WORK TASK
Reproduce the entries shown below only from the line with "Note: spot the tealight" down to the line with "Note: spot the glass", keeping both end lines and copying each one exactly.

........

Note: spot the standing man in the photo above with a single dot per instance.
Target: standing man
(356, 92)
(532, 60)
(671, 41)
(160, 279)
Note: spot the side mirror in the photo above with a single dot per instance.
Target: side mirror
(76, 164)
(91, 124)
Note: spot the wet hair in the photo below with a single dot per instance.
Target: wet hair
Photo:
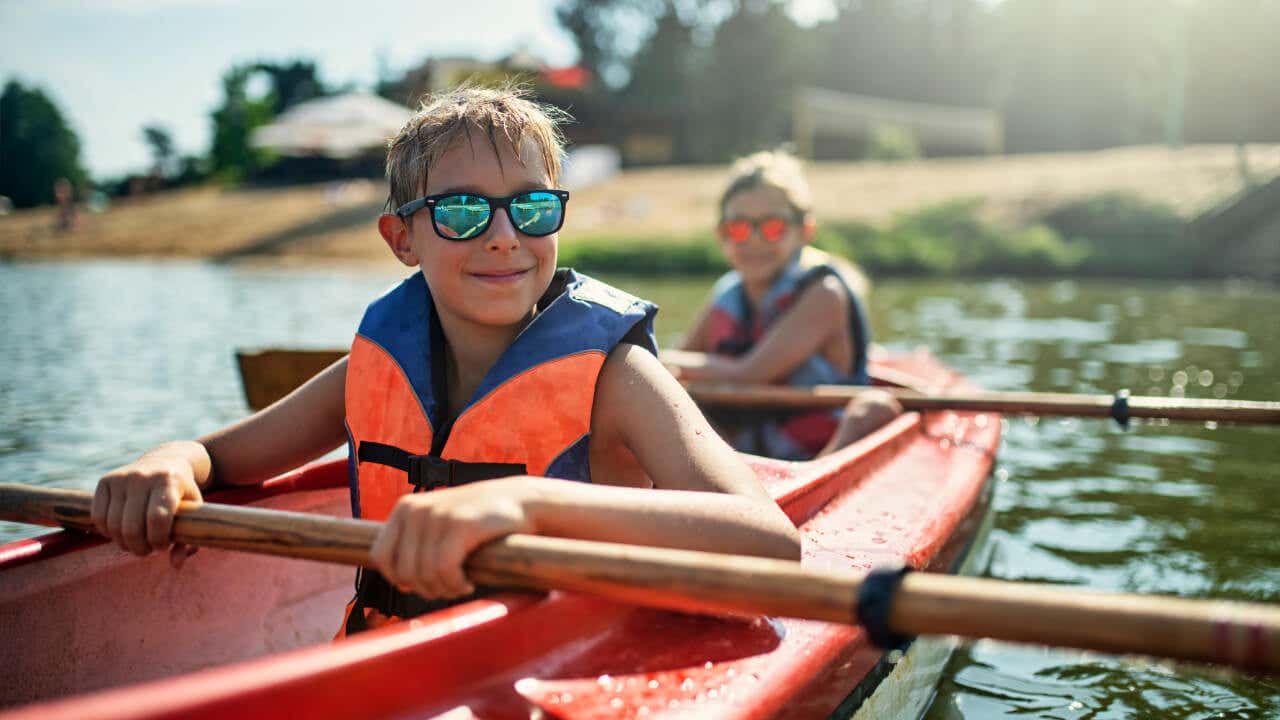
(771, 168)
(498, 114)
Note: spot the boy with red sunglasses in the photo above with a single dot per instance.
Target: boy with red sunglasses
(479, 386)
(786, 313)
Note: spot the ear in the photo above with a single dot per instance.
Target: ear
(396, 233)
(809, 227)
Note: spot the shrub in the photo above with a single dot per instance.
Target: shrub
(892, 142)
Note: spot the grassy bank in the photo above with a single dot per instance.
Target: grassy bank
(1112, 235)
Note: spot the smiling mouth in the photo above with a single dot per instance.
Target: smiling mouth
(499, 276)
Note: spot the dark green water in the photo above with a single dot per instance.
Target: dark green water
(101, 360)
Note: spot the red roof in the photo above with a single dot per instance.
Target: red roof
(574, 77)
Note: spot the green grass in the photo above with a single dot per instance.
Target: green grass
(1100, 236)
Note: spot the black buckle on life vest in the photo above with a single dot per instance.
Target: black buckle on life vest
(428, 472)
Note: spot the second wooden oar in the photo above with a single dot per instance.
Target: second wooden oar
(1238, 634)
(1120, 406)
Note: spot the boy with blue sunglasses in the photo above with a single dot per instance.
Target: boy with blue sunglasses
(488, 377)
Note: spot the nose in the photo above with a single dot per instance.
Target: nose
(502, 236)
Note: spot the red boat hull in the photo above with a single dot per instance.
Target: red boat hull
(85, 616)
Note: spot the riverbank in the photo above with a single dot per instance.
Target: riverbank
(872, 210)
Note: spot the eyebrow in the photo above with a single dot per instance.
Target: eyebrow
(474, 190)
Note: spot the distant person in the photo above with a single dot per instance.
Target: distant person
(785, 314)
(64, 195)
(481, 377)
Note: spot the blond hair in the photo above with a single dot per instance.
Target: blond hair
(502, 113)
(771, 168)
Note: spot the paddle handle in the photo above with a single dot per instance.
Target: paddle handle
(1013, 402)
(1239, 634)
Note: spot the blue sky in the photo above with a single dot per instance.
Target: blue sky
(114, 65)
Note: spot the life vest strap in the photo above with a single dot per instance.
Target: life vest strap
(429, 472)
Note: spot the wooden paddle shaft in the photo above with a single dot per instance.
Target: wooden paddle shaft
(1027, 402)
(1238, 634)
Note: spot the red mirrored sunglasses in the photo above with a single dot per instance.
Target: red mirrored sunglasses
(739, 231)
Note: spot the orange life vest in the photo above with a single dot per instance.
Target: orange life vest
(530, 415)
(734, 328)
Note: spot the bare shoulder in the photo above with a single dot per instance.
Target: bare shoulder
(828, 292)
(630, 373)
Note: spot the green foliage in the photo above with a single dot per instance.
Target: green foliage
(1127, 236)
(892, 142)
(160, 142)
(232, 158)
(941, 240)
(291, 83)
(36, 146)
(691, 255)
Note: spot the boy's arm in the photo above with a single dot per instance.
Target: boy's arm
(711, 499)
(135, 505)
(707, 497)
(821, 311)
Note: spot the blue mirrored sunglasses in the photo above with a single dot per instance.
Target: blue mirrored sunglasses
(461, 215)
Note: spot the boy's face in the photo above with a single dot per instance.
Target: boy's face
(497, 277)
(758, 259)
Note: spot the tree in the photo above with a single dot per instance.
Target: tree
(292, 83)
(36, 146)
(745, 89)
(602, 31)
(160, 142)
(232, 158)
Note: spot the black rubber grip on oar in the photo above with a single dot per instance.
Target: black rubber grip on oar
(874, 601)
(1120, 409)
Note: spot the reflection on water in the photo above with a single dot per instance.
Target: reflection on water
(101, 360)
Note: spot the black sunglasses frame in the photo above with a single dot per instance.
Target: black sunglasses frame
(407, 209)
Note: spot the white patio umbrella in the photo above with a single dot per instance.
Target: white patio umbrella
(341, 126)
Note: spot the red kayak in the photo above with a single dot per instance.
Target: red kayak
(92, 632)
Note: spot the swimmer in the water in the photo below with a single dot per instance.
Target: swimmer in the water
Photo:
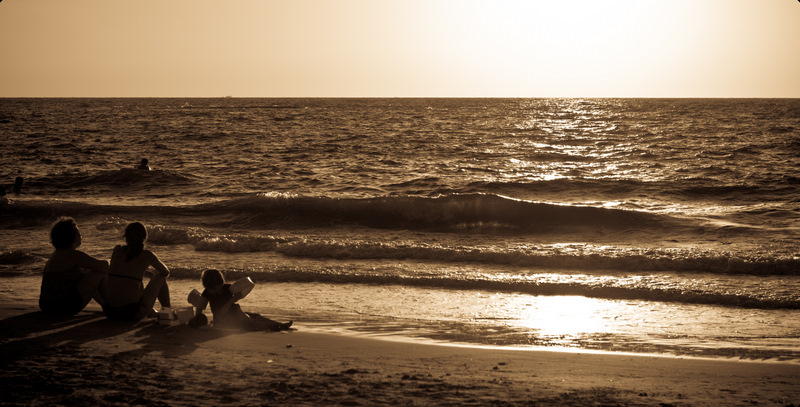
(143, 165)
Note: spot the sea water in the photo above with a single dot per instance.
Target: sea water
(637, 225)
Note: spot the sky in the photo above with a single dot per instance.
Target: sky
(400, 48)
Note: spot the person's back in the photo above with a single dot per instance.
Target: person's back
(125, 277)
(128, 298)
(71, 278)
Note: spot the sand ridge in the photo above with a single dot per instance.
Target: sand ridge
(90, 360)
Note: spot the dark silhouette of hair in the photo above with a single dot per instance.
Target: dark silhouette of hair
(212, 278)
(135, 235)
(63, 233)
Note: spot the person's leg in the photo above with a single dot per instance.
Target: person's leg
(163, 295)
(151, 293)
(92, 285)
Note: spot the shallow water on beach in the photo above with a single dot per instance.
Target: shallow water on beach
(635, 225)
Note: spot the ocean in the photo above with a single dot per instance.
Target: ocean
(667, 226)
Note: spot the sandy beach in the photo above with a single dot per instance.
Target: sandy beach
(88, 360)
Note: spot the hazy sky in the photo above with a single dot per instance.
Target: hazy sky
(330, 48)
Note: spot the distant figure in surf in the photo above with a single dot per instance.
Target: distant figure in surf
(71, 277)
(143, 165)
(128, 299)
(227, 313)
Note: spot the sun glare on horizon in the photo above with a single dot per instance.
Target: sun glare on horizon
(353, 48)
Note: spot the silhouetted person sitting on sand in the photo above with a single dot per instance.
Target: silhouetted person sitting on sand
(18, 185)
(128, 299)
(143, 165)
(228, 314)
(71, 277)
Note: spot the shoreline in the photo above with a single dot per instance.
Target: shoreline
(88, 359)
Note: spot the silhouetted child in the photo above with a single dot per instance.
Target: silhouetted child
(228, 314)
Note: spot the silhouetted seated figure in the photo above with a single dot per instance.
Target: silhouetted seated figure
(128, 299)
(143, 165)
(71, 277)
(18, 185)
(227, 313)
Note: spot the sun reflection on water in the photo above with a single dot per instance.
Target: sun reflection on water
(557, 316)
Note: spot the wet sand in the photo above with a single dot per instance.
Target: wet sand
(88, 360)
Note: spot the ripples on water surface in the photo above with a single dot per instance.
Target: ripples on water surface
(669, 225)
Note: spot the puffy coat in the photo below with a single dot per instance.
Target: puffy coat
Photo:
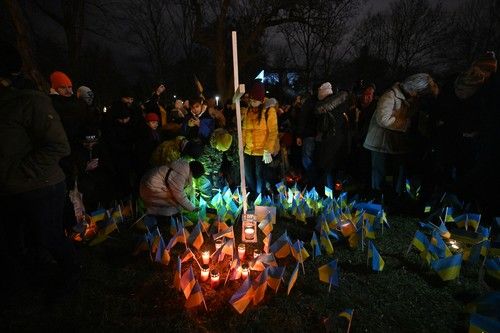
(32, 141)
(389, 124)
(163, 200)
(260, 134)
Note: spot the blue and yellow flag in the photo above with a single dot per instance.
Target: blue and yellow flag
(315, 245)
(293, 279)
(448, 268)
(473, 220)
(347, 314)
(187, 282)
(274, 277)
(329, 273)
(420, 241)
(243, 296)
(377, 261)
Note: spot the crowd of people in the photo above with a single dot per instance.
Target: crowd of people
(441, 137)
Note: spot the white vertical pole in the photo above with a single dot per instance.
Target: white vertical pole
(237, 92)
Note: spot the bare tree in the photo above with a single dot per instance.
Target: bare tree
(411, 35)
(24, 44)
(151, 25)
(73, 17)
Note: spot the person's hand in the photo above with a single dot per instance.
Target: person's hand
(267, 157)
(92, 164)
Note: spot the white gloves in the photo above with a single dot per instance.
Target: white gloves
(267, 157)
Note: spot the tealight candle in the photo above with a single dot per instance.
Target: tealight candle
(249, 232)
(241, 251)
(205, 256)
(218, 243)
(244, 271)
(214, 278)
(205, 269)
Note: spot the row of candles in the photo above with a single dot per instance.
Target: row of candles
(214, 273)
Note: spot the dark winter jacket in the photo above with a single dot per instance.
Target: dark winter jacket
(306, 119)
(332, 130)
(32, 141)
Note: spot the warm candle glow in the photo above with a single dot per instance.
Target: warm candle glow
(244, 271)
(205, 269)
(214, 278)
(241, 251)
(249, 232)
(205, 256)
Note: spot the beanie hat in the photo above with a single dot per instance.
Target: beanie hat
(257, 92)
(221, 139)
(324, 90)
(486, 62)
(59, 79)
(270, 102)
(152, 117)
(11, 60)
(86, 94)
(192, 149)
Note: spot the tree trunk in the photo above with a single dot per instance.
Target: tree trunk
(30, 67)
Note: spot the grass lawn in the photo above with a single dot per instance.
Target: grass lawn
(120, 291)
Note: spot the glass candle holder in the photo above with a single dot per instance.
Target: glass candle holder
(244, 271)
(205, 256)
(218, 243)
(241, 251)
(205, 270)
(214, 278)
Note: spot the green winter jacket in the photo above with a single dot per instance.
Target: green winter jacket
(32, 141)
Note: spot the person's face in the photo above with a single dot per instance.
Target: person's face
(65, 91)
(123, 120)
(153, 124)
(196, 108)
(128, 100)
(367, 96)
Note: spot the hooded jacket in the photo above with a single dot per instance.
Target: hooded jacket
(161, 199)
(32, 141)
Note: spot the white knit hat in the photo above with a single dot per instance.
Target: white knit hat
(324, 90)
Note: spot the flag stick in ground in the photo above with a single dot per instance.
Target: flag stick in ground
(137, 221)
(350, 321)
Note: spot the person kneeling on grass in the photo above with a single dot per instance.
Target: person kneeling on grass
(163, 188)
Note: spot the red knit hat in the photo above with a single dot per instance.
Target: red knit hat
(257, 92)
(152, 117)
(59, 79)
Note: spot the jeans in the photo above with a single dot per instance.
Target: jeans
(254, 173)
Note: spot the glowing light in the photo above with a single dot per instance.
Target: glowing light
(205, 269)
(241, 251)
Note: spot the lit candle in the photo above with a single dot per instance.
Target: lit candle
(244, 271)
(241, 251)
(249, 232)
(214, 278)
(205, 256)
(218, 243)
(205, 269)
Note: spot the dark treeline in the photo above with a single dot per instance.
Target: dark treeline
(107, 44)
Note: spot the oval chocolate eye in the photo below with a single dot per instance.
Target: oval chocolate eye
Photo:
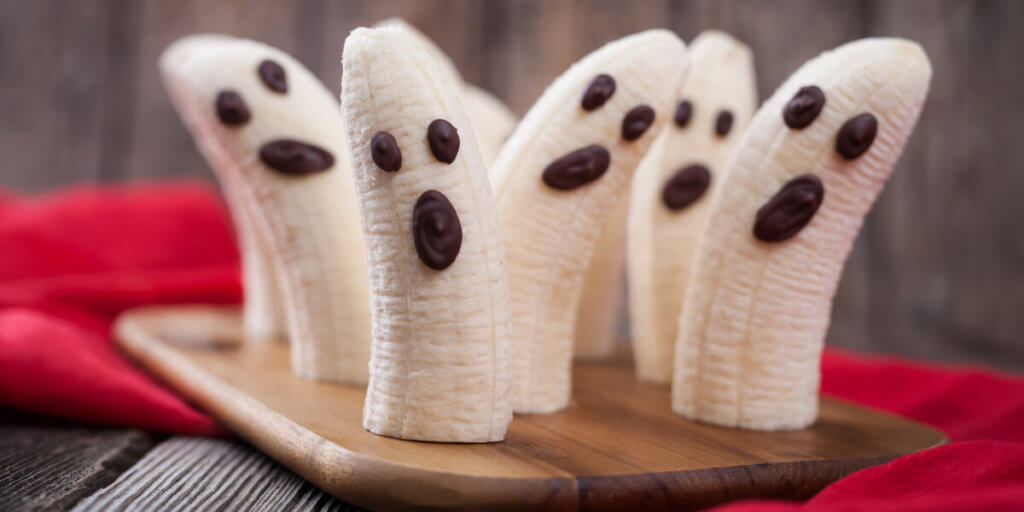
(384, 150)
(578, 168)
(637, 121)
(683, 114)
(723, 123)
(856, 135)
(685, 186)
(436, 230)
(598, 91)
(272, 76)
(443, 139)
(294, 157)
(790, 210)
(231, 110)
(804, 108)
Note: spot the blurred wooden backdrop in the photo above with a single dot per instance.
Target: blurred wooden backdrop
(937, 272)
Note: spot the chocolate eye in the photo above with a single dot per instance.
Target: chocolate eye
(683, 114)
(443, 140)
(804, 108)
(723, 123)
(856, 135)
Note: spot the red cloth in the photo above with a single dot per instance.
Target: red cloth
(71, 261)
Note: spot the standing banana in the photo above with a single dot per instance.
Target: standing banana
(273, 134)
(557, 180)
(673, 190)
(439, 368)
(811, 164)
(491, 119)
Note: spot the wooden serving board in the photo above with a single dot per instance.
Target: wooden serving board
(619, 446)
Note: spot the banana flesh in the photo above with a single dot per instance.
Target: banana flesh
(812, 162)
(439, 367)
(557, 180)
(273, 135)
(663, 237)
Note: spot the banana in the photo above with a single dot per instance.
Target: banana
(273, 134)
(491, 119)
(439, 366)
(812, 162)
(557, 180)
(672, 192)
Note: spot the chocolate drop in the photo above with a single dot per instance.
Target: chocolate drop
(384, 150)
(272, 76)
(293, 157)
(856, 135)
(443, 139)
(685, 186)
(231, 110)
(436, 230)
(804, 108)
(598, 91)
(790, 210)
(637, 121)
(577, 168)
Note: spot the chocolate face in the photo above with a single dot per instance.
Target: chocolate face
(856, 135)
(296, 158)
(723, 123)
(436, 230)
(443, 139)
(683, 114)
(790, 210)
(272, 76)
(637, 121)
(577, 168)
(685, 186)
(385, 152)
(231, 110)
(598, 91)
(804, 108)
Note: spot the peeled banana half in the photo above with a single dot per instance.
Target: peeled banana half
(273, 135)
(439, 369)
(811, 163)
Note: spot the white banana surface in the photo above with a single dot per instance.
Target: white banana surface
(493, 122)
(557, 180)
(439, 368)
(663, 240)
(306, 214)
(758, 304)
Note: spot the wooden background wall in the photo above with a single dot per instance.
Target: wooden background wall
(937, 272)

........

OUTPUT
Note: spot the tealight candle in the photo above with a single dot per instance.
Target: tealight candle
(249, 232)
(241, 251)
(205, 256)
(218, 243)
(244, 271)
(214, 278)
(205, 269)
Note: spot the row of candles in the photo above with a single dot per instance.
Target: row of candles
(214, 273)
Note: spot the dark winter jacket in the photo above with a single dot per instance.
Target: dark winter jacket
(306, 119)
(332, 130)
(32, 141)
Note: spot the warm candle glow in the photo above with a single dot per instance.
Target: warm candle glow
(244, 271)
(205, 269)
(214, 278)
(241, 251)
(249, 232)
(205, 256)
Note: spot the beanie hat in the photo above with a single dot per instance.
Target: beanie hat
(257, 92)
(221, 139)
(324, 90)
(486, 62)
(59, 79)
(270, 102)
(152, 117)
(11, 60)
(86, 94)
(192, 149)
Note: spot the tree trunk in the photo above with a single dot per instance.
Target: tree trunk
(30, 67)
Note: spot the grass lawn in the photo above with a single dot per instance.
Target: grass lawn
(120, 291)
Note: spot the glass candle holder in the photo above with a single dot per instance.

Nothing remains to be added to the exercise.